• _Exercise goal_
Go to the line below containing "[(442, 74), (324, 288), (198, 267), (110, 388)]" and print exactly from there through the line containing "[(489, 31)]", both included. Print nothing else.

• _Given records_
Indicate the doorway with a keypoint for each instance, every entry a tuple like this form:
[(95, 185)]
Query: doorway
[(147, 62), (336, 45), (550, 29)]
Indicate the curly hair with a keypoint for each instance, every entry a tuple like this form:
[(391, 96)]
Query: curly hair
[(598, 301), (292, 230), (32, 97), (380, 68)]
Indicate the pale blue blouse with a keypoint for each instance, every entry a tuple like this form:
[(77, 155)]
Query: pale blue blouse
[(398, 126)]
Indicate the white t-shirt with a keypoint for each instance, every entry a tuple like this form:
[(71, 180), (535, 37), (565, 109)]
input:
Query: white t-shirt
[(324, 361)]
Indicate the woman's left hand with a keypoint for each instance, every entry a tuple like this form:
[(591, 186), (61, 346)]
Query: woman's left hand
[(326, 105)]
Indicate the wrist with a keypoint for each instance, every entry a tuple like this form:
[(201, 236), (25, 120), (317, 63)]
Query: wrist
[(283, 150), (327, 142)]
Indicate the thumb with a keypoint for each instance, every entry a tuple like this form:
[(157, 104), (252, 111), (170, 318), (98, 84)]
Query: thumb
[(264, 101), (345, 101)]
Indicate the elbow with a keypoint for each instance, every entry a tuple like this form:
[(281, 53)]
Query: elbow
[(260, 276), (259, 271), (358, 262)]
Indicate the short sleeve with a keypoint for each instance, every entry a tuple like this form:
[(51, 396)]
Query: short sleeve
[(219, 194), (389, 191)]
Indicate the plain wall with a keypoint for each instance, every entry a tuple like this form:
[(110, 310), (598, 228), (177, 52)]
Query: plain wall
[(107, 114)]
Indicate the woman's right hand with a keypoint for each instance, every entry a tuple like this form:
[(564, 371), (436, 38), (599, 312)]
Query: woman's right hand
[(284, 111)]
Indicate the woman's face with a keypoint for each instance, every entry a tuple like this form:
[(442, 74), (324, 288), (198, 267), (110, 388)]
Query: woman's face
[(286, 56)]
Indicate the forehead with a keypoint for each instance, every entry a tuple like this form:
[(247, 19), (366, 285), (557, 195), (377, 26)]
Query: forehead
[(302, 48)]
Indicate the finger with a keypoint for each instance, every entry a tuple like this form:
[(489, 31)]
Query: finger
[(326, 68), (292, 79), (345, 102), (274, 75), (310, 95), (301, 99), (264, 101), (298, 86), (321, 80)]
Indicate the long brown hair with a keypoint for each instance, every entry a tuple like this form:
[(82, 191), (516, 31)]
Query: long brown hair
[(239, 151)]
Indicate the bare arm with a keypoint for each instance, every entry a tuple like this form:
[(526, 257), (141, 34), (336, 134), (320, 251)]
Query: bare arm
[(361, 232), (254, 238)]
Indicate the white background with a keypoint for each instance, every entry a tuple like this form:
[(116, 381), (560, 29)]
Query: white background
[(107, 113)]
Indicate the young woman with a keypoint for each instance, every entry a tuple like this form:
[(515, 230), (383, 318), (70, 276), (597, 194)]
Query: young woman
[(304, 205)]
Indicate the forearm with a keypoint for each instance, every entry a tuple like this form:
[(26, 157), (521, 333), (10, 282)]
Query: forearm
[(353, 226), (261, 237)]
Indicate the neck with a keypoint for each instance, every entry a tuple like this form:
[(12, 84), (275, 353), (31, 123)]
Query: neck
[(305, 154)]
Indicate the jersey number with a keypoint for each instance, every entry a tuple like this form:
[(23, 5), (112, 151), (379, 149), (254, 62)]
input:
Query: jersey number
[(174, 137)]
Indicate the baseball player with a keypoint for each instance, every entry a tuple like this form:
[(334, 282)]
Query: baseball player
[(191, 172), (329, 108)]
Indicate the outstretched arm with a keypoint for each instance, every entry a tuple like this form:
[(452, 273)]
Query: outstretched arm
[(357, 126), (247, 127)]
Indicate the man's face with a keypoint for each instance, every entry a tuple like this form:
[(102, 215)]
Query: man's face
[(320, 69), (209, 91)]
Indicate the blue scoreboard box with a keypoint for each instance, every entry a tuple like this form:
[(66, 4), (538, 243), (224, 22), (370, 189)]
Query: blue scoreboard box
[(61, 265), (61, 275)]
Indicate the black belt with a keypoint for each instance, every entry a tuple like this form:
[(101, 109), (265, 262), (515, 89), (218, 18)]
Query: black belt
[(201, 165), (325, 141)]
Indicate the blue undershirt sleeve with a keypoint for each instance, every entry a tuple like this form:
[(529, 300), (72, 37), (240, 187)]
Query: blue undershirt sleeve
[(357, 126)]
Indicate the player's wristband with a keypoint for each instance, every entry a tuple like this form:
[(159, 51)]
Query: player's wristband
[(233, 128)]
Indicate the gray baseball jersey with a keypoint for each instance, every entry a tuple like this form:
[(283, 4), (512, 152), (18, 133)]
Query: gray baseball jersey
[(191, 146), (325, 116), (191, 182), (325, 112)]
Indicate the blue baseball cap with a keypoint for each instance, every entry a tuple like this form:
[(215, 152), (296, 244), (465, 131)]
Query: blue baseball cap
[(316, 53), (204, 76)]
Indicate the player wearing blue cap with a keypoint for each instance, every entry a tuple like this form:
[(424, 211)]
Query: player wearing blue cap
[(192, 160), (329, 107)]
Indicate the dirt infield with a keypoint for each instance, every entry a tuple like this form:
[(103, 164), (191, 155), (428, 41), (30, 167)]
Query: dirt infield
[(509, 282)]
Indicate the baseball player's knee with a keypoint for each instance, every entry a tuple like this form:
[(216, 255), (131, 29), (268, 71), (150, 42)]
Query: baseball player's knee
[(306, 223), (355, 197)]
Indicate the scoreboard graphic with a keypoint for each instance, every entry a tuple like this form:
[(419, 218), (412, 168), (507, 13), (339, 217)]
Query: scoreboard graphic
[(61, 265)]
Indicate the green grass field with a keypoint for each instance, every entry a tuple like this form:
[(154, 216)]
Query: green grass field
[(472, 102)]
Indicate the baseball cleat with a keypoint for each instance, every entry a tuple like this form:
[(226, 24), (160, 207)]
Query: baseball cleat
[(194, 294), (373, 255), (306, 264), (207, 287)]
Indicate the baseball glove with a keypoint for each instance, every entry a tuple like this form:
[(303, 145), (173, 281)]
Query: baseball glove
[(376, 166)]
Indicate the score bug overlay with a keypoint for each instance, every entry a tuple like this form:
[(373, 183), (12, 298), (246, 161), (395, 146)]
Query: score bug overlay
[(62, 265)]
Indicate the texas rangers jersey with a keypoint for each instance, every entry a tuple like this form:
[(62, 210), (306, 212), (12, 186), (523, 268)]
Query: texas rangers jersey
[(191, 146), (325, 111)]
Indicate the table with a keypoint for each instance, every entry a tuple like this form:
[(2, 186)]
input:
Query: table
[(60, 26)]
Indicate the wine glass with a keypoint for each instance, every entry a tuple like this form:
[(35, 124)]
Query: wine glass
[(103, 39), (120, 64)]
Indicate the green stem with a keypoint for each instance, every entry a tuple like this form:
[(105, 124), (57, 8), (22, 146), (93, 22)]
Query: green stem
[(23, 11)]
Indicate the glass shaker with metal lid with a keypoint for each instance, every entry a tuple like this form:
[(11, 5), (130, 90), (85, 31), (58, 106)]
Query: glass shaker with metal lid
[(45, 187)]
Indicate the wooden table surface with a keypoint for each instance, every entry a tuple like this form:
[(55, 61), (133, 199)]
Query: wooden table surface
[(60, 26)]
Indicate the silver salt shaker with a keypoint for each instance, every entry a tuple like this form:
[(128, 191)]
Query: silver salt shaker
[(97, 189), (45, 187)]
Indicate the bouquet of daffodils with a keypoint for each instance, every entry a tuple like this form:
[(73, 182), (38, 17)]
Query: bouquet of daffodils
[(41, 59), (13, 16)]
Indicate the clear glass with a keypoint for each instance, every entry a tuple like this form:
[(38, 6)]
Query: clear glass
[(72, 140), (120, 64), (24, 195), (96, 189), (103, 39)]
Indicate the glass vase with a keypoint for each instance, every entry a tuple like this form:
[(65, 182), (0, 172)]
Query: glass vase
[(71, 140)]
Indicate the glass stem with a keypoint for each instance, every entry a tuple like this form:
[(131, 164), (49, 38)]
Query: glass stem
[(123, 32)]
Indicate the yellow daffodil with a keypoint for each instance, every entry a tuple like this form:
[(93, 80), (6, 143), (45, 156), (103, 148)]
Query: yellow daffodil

• _Solution to this problem_
[(442, 74), (324, 288), (198, 267), (110, 388)]
Query: woman's face
[(286, 56)]
Indicate the forehead with a keypoint for each instance, every entry a tuple like this form:
[(247, 19), (366, 285), (557, 195), (377, 26)]
Query: forehead
[(302, 48)]
Indicate the finger with a keypoint for each instance, every entry a tuple like this form:
[(489, 31)]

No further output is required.